*** Begin section ***

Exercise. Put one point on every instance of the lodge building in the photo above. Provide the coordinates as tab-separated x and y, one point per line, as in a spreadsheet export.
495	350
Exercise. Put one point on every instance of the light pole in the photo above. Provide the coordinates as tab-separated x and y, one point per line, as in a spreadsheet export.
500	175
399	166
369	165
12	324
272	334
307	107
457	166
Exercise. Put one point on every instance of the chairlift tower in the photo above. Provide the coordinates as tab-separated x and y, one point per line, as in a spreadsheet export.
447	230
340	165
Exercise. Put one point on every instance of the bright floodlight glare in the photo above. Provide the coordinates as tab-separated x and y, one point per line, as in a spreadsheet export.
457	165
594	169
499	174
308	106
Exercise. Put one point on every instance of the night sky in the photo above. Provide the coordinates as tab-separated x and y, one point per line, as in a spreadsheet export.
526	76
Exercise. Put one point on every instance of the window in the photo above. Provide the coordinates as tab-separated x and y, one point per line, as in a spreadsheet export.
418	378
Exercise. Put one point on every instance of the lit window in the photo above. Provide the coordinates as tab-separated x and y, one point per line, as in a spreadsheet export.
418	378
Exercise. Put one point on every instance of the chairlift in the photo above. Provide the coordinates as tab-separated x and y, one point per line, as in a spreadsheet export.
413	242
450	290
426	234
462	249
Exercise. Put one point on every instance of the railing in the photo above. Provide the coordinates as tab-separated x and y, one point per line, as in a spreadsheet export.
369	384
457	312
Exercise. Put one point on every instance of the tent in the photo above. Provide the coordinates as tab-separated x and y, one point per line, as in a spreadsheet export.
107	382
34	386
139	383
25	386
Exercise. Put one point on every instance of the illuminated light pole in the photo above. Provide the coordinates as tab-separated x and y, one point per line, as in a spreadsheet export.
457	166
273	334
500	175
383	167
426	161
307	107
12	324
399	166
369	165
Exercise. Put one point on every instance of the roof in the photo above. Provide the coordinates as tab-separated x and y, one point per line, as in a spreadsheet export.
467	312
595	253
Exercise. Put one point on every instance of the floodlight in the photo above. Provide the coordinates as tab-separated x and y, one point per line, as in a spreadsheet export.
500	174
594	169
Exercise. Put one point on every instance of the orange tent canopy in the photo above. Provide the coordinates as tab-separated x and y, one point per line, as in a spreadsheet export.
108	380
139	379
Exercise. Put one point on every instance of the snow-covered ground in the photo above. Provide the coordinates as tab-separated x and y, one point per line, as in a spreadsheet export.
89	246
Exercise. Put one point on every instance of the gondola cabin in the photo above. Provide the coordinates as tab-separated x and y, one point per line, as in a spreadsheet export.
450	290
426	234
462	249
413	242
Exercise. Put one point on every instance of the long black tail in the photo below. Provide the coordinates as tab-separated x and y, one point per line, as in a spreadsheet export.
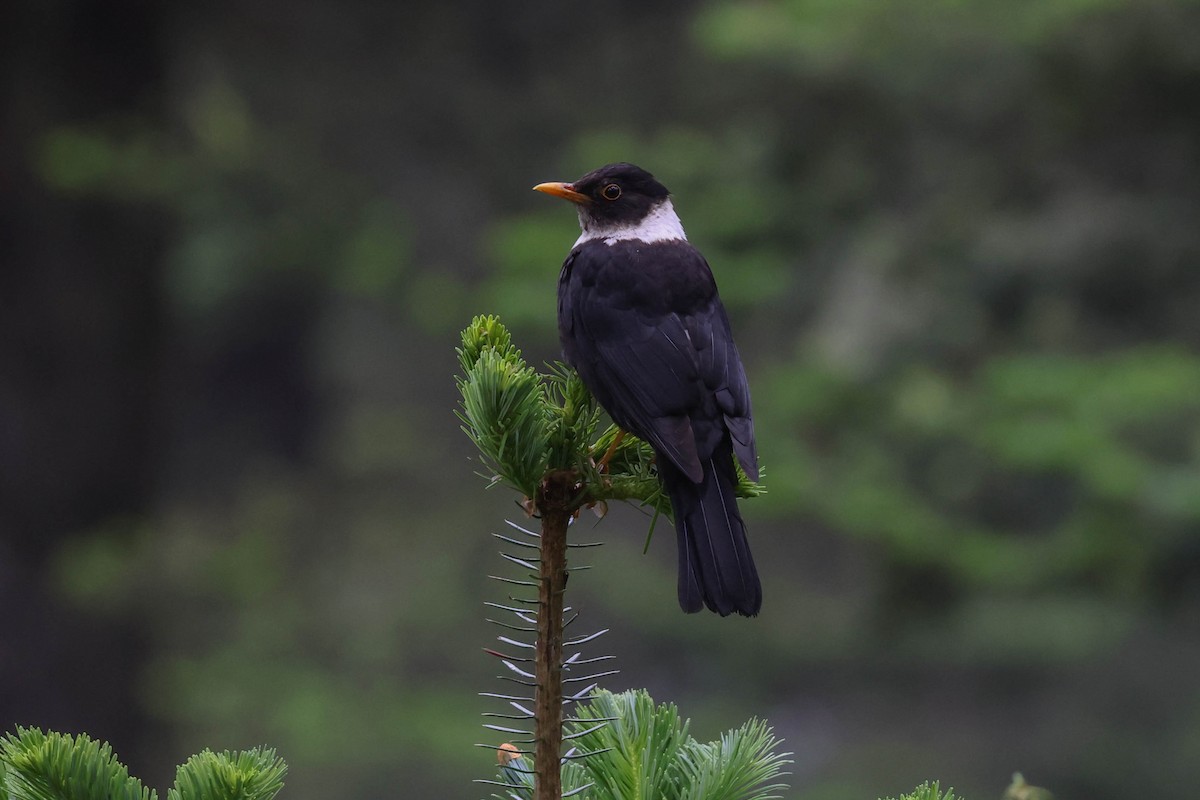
715	566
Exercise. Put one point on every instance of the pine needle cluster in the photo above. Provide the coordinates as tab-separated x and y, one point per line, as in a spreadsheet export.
527	423
36	765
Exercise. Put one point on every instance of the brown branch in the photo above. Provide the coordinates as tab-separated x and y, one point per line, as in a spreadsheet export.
557	501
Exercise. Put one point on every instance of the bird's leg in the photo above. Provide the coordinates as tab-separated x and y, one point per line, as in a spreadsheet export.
603	465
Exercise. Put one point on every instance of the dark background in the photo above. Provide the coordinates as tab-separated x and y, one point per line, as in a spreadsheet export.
960	245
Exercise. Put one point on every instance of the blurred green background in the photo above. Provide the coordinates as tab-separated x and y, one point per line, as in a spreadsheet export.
960	245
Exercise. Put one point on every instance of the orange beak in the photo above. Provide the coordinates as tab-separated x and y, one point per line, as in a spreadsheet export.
564	191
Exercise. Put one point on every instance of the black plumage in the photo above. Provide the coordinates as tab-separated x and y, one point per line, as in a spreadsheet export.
640	319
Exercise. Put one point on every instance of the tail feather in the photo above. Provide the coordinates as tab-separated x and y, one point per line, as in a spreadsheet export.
715	566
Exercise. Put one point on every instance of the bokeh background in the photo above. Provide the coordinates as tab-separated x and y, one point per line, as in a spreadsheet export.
960	245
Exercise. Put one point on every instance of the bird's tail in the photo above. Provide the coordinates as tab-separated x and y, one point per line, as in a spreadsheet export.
715	566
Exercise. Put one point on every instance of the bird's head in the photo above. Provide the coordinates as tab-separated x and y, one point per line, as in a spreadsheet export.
619	202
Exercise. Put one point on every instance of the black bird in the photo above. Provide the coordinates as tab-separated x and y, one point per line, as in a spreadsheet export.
640	319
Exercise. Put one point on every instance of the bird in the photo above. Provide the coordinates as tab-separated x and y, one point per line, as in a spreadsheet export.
641	322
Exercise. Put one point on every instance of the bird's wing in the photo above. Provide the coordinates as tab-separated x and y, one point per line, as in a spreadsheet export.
653	343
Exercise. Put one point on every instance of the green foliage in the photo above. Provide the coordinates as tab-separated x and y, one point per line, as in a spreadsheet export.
526	423
639	751
928	791
58	767
36	765
245	775
504	407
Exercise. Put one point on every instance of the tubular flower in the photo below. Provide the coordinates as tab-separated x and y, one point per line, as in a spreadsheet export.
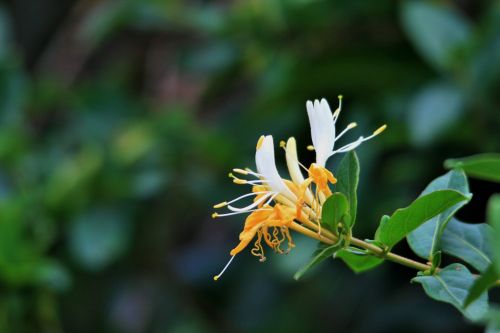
323	135
279	204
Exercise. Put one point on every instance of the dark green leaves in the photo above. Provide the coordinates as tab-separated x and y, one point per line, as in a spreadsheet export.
437	31
336	210
321	254
405	220
469	242
451	285
482	166
425	240
348	178
494	220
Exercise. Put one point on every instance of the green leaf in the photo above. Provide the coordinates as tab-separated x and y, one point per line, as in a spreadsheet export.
493	216
424	123
481	285
318	256
348	178
405	220
451	285
335	210
469	242
482	166
425	240
358	263
437	31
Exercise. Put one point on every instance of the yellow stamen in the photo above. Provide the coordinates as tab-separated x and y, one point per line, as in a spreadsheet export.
380	130
220	205
321	177
241	171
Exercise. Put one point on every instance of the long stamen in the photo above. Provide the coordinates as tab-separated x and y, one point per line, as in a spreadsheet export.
337	112
225	203
224	269
349	127
216	215
252	205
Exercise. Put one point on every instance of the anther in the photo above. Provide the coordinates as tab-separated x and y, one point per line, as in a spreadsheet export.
380	130
243	172
220	205
260	142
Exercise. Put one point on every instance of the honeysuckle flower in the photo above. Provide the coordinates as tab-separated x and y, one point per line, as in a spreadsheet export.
277	203
280	204
323	135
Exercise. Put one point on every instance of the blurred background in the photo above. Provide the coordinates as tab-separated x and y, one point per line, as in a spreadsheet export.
119	121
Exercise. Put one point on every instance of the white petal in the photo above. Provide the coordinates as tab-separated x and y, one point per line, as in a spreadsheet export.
292	161
266	166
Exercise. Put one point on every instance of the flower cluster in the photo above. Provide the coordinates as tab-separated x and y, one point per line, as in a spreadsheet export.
279	204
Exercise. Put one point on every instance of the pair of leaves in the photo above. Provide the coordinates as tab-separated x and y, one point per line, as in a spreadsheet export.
491	275
405	220
451	285
425	240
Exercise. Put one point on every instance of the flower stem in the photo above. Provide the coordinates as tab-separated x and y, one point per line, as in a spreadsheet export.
329	238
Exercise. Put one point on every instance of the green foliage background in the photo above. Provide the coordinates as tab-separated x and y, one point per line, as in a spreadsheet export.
119	121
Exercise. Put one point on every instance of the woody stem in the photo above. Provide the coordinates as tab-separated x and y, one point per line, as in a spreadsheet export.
329	238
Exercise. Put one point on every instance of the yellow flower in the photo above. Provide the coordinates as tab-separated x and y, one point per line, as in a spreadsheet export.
281	204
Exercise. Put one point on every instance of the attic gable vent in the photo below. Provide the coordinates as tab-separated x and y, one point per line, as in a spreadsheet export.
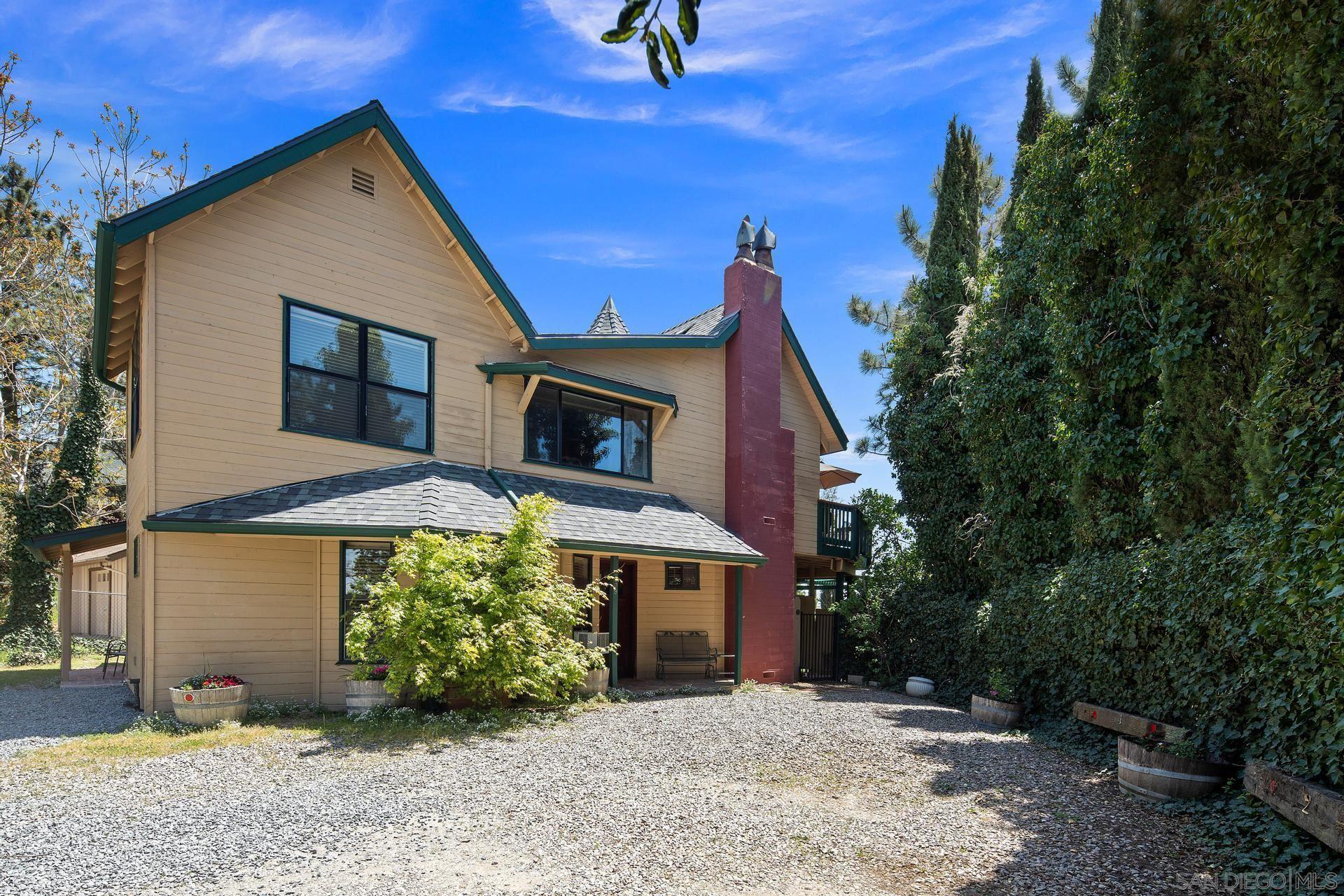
362	183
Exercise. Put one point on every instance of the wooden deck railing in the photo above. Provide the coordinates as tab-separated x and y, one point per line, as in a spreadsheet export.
840	531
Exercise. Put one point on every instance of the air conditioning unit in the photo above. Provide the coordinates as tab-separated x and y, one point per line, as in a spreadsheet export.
593	638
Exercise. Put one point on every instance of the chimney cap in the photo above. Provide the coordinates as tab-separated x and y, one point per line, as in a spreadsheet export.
746	232
764	237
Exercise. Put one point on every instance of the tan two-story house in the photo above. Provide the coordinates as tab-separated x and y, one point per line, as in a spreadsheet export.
319	358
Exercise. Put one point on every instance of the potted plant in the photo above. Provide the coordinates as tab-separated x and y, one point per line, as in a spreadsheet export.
1000	707
209	699
918	687
366	688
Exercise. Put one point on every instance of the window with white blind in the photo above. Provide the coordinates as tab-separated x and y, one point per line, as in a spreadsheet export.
354	379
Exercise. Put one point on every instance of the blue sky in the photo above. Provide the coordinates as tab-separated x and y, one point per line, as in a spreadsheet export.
578	175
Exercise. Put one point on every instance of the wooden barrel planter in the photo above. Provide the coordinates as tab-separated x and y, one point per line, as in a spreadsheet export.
995	713
362	696
211	706
596	681
1155	776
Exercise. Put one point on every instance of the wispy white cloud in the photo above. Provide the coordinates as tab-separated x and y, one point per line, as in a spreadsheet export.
748	118
866	277
594	248
479	97
316	52
281	51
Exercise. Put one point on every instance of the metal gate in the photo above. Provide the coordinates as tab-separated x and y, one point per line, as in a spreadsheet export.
816	647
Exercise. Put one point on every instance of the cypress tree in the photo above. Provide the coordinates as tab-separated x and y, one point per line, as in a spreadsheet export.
52	505
923	422
1011	393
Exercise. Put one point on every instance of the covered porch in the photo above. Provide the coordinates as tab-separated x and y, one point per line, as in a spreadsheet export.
90	550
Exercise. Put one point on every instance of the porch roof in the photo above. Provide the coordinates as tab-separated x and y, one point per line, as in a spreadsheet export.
456	498
48	547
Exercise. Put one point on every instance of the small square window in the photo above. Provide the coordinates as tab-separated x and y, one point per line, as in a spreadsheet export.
682	577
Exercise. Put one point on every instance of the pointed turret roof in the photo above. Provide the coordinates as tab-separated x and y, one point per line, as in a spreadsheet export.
608	321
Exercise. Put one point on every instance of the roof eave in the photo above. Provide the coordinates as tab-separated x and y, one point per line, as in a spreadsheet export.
141	222
355	531
816	384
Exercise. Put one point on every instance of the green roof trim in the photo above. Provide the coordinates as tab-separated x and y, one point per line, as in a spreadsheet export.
815	383
724	331
169	209
73	536
580	378
354	531
134	226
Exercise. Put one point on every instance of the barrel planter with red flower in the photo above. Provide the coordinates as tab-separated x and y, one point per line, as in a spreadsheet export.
210	699
1155	774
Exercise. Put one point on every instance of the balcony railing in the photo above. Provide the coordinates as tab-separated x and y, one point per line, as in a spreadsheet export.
840	531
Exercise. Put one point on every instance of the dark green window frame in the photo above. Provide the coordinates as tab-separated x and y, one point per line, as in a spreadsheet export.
362	381
346	609
680	577
566	390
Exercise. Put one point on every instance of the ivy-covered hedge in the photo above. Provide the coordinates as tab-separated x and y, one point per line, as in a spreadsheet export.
1191	631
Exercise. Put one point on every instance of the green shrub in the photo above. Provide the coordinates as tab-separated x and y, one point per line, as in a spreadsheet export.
488	618
1186	631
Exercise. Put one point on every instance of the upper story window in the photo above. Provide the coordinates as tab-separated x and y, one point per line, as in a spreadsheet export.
353	379
588	431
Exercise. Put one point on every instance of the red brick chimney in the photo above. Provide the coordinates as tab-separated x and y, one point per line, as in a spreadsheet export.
758	485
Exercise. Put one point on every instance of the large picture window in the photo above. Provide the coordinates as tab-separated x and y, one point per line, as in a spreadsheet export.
353	379
588	431
360	567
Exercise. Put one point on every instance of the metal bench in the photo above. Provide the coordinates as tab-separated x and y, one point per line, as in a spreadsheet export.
686	649
115	656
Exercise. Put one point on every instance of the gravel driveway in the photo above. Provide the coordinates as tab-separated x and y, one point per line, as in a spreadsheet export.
35	716
834	790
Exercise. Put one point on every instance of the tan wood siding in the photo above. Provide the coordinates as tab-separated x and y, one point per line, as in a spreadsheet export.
663	610
239	605
796	413
309	237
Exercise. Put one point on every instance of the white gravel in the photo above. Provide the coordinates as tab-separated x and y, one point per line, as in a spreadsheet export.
832	790
36	716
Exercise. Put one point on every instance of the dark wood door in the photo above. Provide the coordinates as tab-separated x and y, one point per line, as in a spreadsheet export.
626	613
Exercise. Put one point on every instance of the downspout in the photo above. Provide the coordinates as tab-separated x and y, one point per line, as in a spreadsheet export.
615	618
489	409
737	648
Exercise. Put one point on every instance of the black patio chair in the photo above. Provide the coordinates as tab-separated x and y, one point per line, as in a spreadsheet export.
115	656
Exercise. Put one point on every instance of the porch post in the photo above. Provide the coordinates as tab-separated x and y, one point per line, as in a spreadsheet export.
66	608
737	648
613	615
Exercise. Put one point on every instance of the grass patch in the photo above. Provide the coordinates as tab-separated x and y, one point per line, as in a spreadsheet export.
43	675
379	729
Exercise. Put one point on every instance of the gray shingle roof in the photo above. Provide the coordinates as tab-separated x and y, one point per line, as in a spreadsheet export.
412	496
436	495
702	324
604	514
608	321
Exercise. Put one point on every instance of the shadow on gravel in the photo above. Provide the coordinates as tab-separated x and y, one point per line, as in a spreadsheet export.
1077	830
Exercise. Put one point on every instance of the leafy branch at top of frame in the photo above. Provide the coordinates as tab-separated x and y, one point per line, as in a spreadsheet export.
636	18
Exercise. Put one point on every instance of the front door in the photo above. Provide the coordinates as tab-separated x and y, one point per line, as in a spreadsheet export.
625	615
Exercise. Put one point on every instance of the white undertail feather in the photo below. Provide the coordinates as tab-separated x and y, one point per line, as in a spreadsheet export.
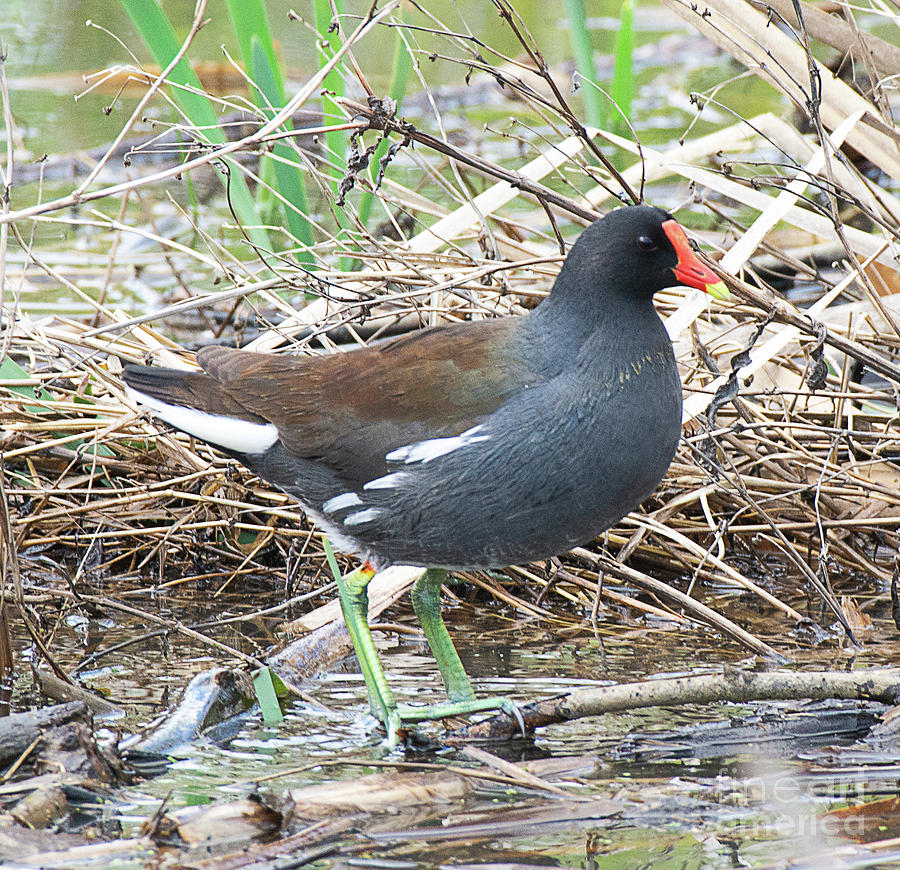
241	436
364	516
345	499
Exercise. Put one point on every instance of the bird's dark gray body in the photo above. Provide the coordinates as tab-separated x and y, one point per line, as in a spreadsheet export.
532	435
533	488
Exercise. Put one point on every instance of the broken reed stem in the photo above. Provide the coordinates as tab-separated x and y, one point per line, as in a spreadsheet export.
732	686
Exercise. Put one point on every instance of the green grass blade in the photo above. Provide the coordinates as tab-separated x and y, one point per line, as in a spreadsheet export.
267	694
249	20
288	175
622	89
159	36
594	108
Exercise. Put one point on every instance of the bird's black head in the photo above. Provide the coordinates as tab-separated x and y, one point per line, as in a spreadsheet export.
631	253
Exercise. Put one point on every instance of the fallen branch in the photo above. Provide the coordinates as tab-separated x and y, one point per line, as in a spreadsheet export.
875	684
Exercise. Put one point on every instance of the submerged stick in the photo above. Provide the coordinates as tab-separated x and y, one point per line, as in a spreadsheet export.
735	686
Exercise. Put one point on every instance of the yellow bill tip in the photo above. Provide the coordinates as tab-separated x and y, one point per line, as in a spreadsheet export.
718	291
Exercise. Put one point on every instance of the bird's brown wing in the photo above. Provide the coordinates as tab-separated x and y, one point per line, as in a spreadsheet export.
349	410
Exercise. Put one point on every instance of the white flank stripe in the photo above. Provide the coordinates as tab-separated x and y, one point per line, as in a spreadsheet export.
241	436
345	499
360	517
389	481
425	451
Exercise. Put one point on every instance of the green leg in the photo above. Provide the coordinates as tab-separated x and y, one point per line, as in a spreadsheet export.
426	598
354	597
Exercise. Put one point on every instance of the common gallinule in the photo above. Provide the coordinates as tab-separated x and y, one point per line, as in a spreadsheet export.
474	445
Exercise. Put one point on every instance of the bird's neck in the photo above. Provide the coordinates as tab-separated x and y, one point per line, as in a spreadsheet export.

*** End section ***

Exactly the lines from the one containing "Exercise. Put one point on every instance of the common" to the final line of the entries must be restated, and no others.

Exercise. Put one point on every instance of the common gallinule in the photo above. Provide the coordinates as tab-separated x and y, one point per line, as in a spreadsheet export.
474	445
Exercise. Put one point on every instance of the bird's neck in the photo above. Provide the coordinates as tab-separated x and y, one point per line, as in a spreadsheet export.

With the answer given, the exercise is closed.